* _Do this_
Return each of the lines below unchanged, character for character.

## start Extracted entries

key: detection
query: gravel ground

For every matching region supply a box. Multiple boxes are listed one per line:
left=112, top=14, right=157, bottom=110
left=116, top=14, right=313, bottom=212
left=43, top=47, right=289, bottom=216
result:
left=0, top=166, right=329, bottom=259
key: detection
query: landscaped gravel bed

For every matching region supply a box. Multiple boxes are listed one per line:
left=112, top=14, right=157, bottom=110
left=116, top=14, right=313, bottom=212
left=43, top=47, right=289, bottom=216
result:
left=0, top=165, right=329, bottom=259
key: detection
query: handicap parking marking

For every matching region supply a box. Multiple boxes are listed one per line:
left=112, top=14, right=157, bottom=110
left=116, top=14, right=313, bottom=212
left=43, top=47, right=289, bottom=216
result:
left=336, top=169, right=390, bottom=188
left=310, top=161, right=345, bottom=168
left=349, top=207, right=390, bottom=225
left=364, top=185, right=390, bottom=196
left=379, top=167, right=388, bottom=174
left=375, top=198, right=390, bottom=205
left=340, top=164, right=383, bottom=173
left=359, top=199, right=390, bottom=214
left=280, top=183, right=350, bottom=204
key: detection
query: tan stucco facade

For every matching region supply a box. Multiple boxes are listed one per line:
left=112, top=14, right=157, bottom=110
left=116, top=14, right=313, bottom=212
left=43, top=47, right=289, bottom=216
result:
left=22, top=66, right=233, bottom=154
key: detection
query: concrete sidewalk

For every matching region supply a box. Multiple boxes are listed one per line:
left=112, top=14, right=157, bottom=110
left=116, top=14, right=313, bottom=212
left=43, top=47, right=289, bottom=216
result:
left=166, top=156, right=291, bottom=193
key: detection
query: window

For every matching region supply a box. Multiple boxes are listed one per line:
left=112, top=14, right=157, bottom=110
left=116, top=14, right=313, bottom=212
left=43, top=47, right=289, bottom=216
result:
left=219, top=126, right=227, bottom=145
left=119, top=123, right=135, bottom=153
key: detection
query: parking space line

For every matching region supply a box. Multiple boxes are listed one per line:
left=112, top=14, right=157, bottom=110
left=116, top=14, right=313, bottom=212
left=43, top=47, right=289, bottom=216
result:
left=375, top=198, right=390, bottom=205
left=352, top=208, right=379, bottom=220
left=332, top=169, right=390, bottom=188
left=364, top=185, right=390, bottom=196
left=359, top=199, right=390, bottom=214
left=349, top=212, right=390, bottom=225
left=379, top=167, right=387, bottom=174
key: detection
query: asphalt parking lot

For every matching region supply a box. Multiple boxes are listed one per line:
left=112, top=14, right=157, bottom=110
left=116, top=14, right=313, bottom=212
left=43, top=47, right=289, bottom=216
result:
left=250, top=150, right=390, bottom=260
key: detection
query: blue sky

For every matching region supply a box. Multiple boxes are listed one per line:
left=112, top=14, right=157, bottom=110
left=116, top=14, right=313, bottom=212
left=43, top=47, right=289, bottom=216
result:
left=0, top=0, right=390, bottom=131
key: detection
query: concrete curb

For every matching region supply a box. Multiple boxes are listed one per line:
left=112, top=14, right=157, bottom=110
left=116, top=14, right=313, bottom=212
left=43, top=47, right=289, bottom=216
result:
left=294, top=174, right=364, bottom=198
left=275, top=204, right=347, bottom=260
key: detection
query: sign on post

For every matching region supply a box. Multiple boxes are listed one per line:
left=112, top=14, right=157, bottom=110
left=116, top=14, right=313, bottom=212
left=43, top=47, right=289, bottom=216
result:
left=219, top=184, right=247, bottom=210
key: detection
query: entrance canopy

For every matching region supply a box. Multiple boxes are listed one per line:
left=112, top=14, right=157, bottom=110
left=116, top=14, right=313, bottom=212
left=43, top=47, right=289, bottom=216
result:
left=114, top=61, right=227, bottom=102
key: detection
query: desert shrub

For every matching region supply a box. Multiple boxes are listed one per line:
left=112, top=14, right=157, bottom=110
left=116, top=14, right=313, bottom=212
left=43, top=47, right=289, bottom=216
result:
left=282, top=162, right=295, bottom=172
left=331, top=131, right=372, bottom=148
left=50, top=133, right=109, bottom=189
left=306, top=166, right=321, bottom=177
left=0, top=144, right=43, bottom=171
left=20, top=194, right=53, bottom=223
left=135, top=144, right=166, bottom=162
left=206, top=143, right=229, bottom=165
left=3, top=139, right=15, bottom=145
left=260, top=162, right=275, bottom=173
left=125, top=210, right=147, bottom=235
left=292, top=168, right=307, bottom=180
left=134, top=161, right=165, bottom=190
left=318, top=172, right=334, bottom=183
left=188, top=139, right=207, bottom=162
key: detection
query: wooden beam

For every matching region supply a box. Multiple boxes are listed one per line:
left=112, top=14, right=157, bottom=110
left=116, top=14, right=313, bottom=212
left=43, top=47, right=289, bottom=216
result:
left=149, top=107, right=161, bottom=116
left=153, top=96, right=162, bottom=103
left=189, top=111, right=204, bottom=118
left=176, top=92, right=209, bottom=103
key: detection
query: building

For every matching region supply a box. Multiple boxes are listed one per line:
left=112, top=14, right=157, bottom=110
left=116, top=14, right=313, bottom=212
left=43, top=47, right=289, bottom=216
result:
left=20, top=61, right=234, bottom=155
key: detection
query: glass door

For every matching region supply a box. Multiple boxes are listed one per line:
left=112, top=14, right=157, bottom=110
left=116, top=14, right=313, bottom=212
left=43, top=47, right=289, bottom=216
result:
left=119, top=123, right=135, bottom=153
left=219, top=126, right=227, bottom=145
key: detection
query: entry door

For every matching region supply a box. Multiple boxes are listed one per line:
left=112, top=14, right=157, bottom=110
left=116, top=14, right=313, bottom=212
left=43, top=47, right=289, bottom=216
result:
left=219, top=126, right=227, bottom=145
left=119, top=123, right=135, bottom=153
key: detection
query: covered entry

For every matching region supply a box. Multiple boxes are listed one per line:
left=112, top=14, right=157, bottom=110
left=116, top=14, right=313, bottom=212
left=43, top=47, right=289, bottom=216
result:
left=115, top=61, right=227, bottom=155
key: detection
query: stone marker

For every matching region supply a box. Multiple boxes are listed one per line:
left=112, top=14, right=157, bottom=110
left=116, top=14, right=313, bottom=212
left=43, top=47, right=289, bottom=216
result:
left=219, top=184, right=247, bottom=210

## end Extracted entries

* _Written response_
key: detection
query: gravel ground

For every matching region supply a box. Multiple boxes are listed one per line:
left=112, top=14, right=157, bottom=110
left=116, top=14, right=313, bottom=212
left=43, top=47, right=289, bottom=216
result:
left=0, top=166, right=329, bottom=259
key: detection
query: landscaped gravel bed

For every matching region supply a box. Multiple boxes are listed one per line:
left=112, top=14, right=157, bottom=110
left=116, top=14, right=313, bottom=212
left=43, top=47, right=289, bottom=216
result:
left=0, top=165, right=329, bottom=259
key: detection
query: handicap parking marking

For every matching region supply a box. Multiple boxes are listed one per line:
left=112, top=14, right=157, bottom=110
left=116, top=14, right=313, bottom=212
left=43, top=47, right=289, bottom=216
result:
left=336, top=169, right=390, bottom=188
left=310, top=161, right=345, bottom=168
left=349, top=207, right=390, bottom=225
left=364, top=185, right=390, bottom=196
left=379, top=167, right=388, bottom=174
left=375, top=198, right=390, bottom=205
left=340, top=164, right=383, bottom=173
left=359, top=199, right=390, bottom=214
left=280, top=183, right=350, bottom=204
key: detection
query: tan stucco facade

For every matching region supply a box. Multiple boxes are listed one per line:
left=112, top=14, right=157, bottom=110
left=116, top=14, right=313, bottom=212
left=43, top=47, right=289, bottom=216
result:
left=22, top=66, right=233, bottom=154
key: detection
query: concrete sidewalk

For every matching region supply a box. Multiple boxes are listed one per line:
left=112, top=14, right=157, bottom=110
left=116, top=14, right=313, bottom=212
left=43, top=47, right=289, bottom=216
result:
left=166, top=156, right=291, bottom=193
key: detection
query: window

For every matching region supply a box. Multiple boxes are listed one per line:
left=112, top=14, right=157, bottom=110
left=116, top=14, right=313, bottom=212
left=43, top=47, right=289, bottom=216
result:
left=219, top=126, right=227, bottom=145
left=119, top=123, right=135, bottom=153
key: detection
query: parking space line

For every matching region supply a box. Multiple boxes are listed one per line:
left=112, top=14, right=157, bottom=110
left=116, top=14, right=313, bottom=212
left=43, top=47, right=289, bottom=216
result:
left=375, top=198, right=390, bottom=205
left=352, top=208, right=379, bottom=220
left=332, top=169, right=390, bottom=188
left=364, top=185, right=390, bottom=196
left=359, top=199, right=390, bottom=214
left=349, top=212, right=390, bottom=225
left=379, top=167, right=387, bottom=174
key: detection
query: asphalt parking lot

For every matching region supply a box. Multiple boxes are listed one per line:
left=112, top=14, right=157, bottom=110
left=116, top=14, right=313, bottom=212
left=43, top=47, right=289, bottom=216
result:
left=250, top=150, right=390, bottom=260
key: detection
query: blue sky

For every matching region supply a box. Multiple boxes are listed one per line:
left=112, top=14, right=157, bottom=110
left=116, top=14, right=313, bottom=212
left=43, top=47, right=289, bottom=216
result:
left=0, top=0, right=390, bottom=131
key: detection
query: concrete curb

For every matching region supply a box. Multiple boxes are listed one per line:
left=112, top=14, right=157, bottom=110
left=116, top=14, right=313, bottom=212
left=43, top=47, right=289, bottom=216
result:
left=294, top=174, right=364, bottom=198
left=275, top=204, right=347, bottom=260
key: detection
query: sign on post

For every matching region supply a box. Multiple boxes are listed one per line:
left=112, top=14, right=157, bottom=110
left=116, top=14, right=313, bottom=212
left=43, top=47, right=289, bottom=216
result:
left=219, top=184, right=247, bottom=210
key: detection
query: entrance canopy

For every matching region supply a box. Multiple boxes are listed one per line:
left=112, top=14, right=157, bottom=110
left=116, top=14, right=313, bottom=212
left=43, top=47, right=289, bottom=216
result:
left=114, top=61, right=227, bottom=102
key: detection
query: desert shrub

For every matching region supply a box. Multiple boxes are listed one per line:
left=112, top=14, right=157, bottom=110
left=116, top=14, right=313, bottom=212
left=43, top=47, right=289, bottom=216
result:
left=282, top=162, right=295, bottom=172
left=331, top=131, right=372, bottom=148
left=50, top=133, right=109, bottom=189
left=306, top=166, right=321, bottom=177
left=0, top=144, right=43, bottom=171
left=20, top=194, right=53, bottom=223
left=135, top=144, right=166, bottom=162
left=206, top=143, right=229, bottom=165
left=3, top=139, right=15, bottom=145
left=260, top=162, right=275, bottom=173
left=125, top=210, right=147, bottom=235
left=292, top=168, right=307, bottom=180
left=134, top=161, right=165, bottom=190
left=318, top=172, right=334, bottom=183
left=188, top=139, right=207, bottom=162
key: detection
query: wooden beam

For every matching region supply a box. Multiple boxes are listed one per line:
left=112, top=14, right=157, bottom=110
left=116, top=14, right=313, bottom=212
left=43, top=47, right=289, bottom=216
result:
left=149, top=107, right=161, bottom=116
left=153, top=96, right=162, bottom=103
left=189, top=111, right=204, bottom=118
left=176, top=92, right=209, bottom=103
key: detection
query: building

For every matching region supply a box. Multiple boxes are listed one per line:
left=112, top=14, right=157, bottom=110
left=116, top=14, right=313, bottom=212
left=43, top=47, right=289, bottom=216
result:
left=20, top=61, right=234, bottom=155
key: detection
query: glass door

For every matching region supply a box. Multiple boxes are listed one per line:
left=112, top=14, right=157, bottom=110
left=116, top=14, right=313, bottom=212
left=43, top=47, right=289, bottom=216
result:
left=119, top=123, right=135, bottom=153
left=219, top=126, right=227, bottom=145
key: detection
query: entry door

For every matching region supply a box. Multiple boxes are listed one per line:
left=112, top=14, right=157, bottom=110
left=116, top=14, right=313, bottom=212
left=43, top=47, right=289, bottom=216
result:
left=219, top=126, right=227, bottom=145
left=119, top=123, right=135, bottom=153
key: detection
query: covered entry

For every matching region supply a box. Multiple boxes are listed one per line:
left=112, top=14, right=157, bottom=110
left=116, top=14, right=313, bottom=212
left=43, top=47, right=289, bottom=216
result:
left=115, top=61, right=227, bottom=155
key: detection
query: stone marker

For every matching region supply a box. Multiple boxes are listed one per line:
left=112, top=14, right=157, bottom=110
left=116, top=14, right=313, bottom=212
left=43, top=47, right=289, bottom=216
result:
left=219, top=184, right=247, bottom=210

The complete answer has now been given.